---------- ИСХОДНЫЙ ТЕКСТ

Если перечитать тексты января 1934 года и краткое выступление, переданное по радио в марте того же года на Швабию и по Юго-Западному радио (FARIAS, 189–195), тут же обнаружится Arbeit, работа, понимаемая как операция, посредством которой сообщество нарабатывает себя «к земле». Речь идет о народе как «душе». Про нее говорится, что она «на земле чужая», «em Fremdes auf Erden», в очень старом смысле, который откапывает в fremd Хайдеггер, наследуемом от корня fram, «по пути к» (ESPRIT, 138). Народ в качестве истины бытия «имеет место»; Земля это, конечно, не место, а «имение-места» разделяемой истины, и в этом качестве ей «присуще скрываться» (FYNSK, 142). Работа — это другое имя произведения искусства как открытия к тому «имению-места», каковым является истина вот-бытия и вместе-бытия, поскольку оное себя скрывает. Образы «земли» не перестают, если так можно выразиться, процветать от начала и до конца этих писаний.
Той же крестьянской (языческой) непродуманности нужно приписать и упорные раскопки корней языка, естественно, родного, и «открытие», что они — общие с корнями языка начального, греческого. Тревога относится ко времени, но пространство — или, скорее, имение-места, обитание, техне как лесническое и земледельческое искусство, «поле» языка — обмануть ожиданий не может.

--------------------
---------- ПРЕДОСТАВЛЕННЫЕ ДАННЫЕ

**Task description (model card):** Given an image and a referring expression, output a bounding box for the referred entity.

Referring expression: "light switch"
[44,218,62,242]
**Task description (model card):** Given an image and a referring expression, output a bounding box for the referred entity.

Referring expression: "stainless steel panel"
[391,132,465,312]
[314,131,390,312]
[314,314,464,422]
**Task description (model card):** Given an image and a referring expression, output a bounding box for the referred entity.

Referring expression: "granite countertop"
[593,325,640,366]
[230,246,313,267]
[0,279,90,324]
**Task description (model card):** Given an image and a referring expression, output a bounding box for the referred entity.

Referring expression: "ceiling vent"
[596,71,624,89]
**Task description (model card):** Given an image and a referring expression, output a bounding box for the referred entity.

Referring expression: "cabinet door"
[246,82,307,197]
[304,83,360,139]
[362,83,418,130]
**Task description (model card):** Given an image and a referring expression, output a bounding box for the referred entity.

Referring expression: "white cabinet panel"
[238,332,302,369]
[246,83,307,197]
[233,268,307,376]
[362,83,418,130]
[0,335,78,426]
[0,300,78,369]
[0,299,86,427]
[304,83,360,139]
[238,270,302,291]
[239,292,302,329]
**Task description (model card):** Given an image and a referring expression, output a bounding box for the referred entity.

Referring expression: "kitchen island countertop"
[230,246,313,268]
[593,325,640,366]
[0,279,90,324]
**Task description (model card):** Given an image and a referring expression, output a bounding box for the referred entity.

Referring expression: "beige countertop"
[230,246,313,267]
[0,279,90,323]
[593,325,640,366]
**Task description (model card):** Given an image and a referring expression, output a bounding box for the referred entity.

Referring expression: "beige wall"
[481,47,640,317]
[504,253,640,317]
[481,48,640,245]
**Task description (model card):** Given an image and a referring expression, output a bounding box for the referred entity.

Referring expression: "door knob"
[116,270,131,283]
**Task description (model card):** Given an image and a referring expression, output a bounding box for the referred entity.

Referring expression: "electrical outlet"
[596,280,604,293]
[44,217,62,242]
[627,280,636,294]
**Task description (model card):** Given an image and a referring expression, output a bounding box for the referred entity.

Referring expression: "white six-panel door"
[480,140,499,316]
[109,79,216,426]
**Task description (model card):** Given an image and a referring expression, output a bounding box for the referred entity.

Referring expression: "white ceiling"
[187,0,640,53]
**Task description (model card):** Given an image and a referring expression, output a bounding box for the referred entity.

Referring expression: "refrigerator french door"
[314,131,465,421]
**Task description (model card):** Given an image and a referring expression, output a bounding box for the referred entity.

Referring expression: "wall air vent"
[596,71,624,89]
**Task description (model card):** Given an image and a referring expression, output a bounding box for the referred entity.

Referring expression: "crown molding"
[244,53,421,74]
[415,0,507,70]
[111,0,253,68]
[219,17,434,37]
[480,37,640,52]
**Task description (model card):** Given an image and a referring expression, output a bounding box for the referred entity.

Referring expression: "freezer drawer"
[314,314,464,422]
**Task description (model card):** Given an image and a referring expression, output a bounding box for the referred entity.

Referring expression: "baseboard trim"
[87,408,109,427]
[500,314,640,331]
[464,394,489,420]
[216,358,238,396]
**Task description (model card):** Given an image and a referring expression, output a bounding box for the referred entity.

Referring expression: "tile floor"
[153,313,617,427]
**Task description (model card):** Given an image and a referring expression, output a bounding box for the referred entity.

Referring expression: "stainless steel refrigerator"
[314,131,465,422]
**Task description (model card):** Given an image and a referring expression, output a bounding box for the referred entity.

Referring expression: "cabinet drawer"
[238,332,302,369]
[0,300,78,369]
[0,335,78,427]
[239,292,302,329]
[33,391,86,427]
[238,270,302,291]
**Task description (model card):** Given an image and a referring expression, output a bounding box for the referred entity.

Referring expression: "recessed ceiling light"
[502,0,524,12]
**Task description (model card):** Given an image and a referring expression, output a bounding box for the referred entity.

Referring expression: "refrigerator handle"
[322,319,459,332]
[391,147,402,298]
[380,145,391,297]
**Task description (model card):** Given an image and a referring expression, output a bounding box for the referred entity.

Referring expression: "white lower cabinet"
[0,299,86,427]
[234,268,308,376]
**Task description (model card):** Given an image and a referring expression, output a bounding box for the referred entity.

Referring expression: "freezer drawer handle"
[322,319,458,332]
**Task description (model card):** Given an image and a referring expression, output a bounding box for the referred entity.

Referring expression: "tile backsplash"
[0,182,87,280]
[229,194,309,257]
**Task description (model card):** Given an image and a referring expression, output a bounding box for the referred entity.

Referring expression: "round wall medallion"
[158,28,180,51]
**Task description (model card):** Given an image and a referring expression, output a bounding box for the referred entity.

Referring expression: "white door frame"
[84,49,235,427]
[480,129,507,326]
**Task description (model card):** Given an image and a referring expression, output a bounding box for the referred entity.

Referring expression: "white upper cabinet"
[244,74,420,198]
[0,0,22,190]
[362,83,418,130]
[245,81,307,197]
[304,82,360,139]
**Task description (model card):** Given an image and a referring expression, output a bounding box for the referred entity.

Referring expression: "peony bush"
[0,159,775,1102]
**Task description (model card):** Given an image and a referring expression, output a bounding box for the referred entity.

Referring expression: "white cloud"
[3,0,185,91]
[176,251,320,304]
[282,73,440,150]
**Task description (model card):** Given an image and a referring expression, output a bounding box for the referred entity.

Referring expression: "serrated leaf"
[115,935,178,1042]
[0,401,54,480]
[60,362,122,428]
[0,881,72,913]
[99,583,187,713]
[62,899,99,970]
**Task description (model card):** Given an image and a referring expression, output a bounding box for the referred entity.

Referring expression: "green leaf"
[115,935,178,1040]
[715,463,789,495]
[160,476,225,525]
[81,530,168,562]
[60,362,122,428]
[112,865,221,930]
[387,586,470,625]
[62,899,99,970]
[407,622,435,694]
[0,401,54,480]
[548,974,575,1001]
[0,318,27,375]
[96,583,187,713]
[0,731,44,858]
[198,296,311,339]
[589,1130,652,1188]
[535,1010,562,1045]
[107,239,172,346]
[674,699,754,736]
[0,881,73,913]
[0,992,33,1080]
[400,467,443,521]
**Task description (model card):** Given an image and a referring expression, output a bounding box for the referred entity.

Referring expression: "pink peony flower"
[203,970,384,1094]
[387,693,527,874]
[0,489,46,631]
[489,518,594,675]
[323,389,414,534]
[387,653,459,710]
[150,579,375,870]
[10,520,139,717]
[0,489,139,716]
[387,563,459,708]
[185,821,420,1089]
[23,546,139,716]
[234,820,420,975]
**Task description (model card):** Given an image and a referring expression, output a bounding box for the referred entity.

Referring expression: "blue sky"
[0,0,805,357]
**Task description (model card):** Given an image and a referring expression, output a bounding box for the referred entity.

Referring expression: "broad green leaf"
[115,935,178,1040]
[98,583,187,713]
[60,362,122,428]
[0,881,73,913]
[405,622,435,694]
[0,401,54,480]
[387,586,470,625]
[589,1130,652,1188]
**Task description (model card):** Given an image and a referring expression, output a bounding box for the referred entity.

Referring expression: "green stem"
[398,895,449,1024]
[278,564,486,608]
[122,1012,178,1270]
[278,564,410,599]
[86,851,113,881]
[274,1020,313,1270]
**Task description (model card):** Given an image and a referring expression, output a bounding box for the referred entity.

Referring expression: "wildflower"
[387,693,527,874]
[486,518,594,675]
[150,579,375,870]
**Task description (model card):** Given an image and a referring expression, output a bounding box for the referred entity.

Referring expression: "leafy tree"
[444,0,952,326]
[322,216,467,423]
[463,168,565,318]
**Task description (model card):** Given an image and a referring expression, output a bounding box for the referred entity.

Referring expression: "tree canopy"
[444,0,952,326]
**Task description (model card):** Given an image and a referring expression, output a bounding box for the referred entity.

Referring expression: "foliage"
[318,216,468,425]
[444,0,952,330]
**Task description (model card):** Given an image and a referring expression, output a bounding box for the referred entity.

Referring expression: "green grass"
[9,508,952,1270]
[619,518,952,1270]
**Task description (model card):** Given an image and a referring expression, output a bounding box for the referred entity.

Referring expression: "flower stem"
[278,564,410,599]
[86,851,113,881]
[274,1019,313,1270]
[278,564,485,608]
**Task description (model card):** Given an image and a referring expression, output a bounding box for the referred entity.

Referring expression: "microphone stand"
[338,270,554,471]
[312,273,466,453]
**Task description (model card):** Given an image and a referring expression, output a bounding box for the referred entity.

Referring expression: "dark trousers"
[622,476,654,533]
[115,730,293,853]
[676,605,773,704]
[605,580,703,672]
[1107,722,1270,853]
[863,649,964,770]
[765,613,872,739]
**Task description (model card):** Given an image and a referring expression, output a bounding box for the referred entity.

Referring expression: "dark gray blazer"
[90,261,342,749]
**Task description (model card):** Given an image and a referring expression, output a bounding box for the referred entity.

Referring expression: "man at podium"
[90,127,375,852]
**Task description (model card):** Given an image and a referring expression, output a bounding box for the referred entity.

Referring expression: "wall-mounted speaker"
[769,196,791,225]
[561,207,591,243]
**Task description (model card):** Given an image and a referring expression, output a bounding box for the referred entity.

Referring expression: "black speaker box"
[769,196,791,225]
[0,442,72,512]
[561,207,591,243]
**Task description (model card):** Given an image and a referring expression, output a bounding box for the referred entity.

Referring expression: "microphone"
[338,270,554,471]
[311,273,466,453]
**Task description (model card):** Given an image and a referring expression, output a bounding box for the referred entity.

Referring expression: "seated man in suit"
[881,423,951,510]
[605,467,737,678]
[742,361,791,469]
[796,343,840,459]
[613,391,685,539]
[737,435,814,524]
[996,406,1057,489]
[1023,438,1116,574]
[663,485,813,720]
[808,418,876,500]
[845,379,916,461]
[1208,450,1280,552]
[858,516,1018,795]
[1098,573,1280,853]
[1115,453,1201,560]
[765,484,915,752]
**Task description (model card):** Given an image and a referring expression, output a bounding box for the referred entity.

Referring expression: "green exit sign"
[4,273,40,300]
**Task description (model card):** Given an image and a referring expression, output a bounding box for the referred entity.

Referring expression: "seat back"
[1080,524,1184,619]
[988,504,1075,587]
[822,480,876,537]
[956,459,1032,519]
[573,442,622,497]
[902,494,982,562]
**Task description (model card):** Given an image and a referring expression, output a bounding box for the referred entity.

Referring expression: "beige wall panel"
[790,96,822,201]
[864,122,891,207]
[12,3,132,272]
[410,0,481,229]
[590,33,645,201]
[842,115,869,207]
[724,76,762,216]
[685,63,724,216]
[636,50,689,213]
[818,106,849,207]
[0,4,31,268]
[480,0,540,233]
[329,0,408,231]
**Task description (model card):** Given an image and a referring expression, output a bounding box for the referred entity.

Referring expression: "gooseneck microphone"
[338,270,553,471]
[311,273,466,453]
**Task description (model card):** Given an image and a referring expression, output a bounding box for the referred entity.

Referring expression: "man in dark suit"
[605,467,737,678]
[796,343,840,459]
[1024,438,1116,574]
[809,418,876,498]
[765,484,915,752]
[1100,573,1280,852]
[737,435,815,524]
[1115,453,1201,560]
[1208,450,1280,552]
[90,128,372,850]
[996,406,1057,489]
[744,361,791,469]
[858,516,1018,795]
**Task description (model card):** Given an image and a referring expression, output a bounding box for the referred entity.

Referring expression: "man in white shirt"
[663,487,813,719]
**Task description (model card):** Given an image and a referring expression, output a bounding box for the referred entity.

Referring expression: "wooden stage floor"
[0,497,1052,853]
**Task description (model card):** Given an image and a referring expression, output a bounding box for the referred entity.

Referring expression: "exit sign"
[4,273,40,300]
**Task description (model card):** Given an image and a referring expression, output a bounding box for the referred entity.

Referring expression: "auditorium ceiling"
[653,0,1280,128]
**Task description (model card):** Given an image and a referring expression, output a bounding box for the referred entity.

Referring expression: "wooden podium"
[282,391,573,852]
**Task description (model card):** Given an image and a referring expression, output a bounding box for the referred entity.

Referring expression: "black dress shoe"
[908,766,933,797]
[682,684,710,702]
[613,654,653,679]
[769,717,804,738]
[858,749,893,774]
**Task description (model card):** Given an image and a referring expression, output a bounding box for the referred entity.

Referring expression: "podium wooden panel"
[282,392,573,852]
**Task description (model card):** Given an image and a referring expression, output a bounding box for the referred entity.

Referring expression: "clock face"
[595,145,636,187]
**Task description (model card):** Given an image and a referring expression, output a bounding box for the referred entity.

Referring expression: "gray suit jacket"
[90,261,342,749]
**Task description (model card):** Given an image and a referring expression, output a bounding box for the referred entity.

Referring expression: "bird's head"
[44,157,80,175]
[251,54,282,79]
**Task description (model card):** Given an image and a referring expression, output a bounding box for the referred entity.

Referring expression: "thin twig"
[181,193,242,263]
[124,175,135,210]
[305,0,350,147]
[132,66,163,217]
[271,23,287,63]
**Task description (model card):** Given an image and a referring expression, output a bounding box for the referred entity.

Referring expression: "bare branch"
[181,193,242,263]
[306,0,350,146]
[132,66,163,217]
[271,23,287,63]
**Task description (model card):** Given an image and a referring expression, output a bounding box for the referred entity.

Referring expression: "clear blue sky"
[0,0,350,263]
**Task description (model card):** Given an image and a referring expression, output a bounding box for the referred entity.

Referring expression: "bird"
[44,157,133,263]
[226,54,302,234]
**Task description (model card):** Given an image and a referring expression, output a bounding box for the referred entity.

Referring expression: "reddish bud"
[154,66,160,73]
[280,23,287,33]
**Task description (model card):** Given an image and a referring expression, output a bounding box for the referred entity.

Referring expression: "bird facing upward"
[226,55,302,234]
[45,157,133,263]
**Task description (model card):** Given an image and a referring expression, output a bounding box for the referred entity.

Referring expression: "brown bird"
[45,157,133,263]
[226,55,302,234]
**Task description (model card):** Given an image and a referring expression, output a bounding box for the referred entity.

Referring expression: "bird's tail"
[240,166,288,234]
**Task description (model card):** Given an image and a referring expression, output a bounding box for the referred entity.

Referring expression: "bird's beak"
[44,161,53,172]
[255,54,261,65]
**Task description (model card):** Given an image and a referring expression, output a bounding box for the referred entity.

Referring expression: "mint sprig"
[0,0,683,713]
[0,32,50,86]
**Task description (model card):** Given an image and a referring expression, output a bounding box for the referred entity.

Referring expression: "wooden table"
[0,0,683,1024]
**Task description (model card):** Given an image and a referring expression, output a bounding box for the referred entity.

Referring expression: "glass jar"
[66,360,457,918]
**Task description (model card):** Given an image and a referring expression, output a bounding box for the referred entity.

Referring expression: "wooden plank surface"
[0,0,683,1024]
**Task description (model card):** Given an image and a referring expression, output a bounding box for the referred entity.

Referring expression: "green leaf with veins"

--------------------

ЗАДАНИЕ 1: От какого корня, согласно исходному тексту, Хайдеггер ведет слово fremd и каков смысл этого корня?
ЗАДАНИЕ 2: Воспроизведите фрагмент исходного текста от слов «Той же крестьянской» до слов «ожиданий не может.» включительно.
ЗАДАНИЕ 3: Изложите короче абзац исходного текста, начинающийся словами «Той же крестьянской (языческой) непродуманности», сохранив его основные положения.

ВАШ ОТВЕТ 1: От корня fram со смыслом «по пути к».

ВАШ ОТВЕТ 2:
Той же крестьянской (языческой) непродуманности нужно приписать и упорные раскопки корней языка, естественно, родного, и «открытие», что они — общие с корнями языка начального, греческого. Тревога относится ко времени, но пространство — или, скорее, имение-места, обитание, техне как лесническое и земледельческое искусство, «поле» языка — обмануть ожиданий не может.

ВАШ ОТВЕТ 3: Той же крестьянской (языческой) непродуманности приписываются упорные поиски корней родного языка и «открытие» их общности с корнями начального языка, греческого. Тревога касается времени, а пространство обмануть ожиданий не может. Под пространством здесь понимаются имение-места, обитание, техне как лесническое и земледельческое искусство и «поле» языка.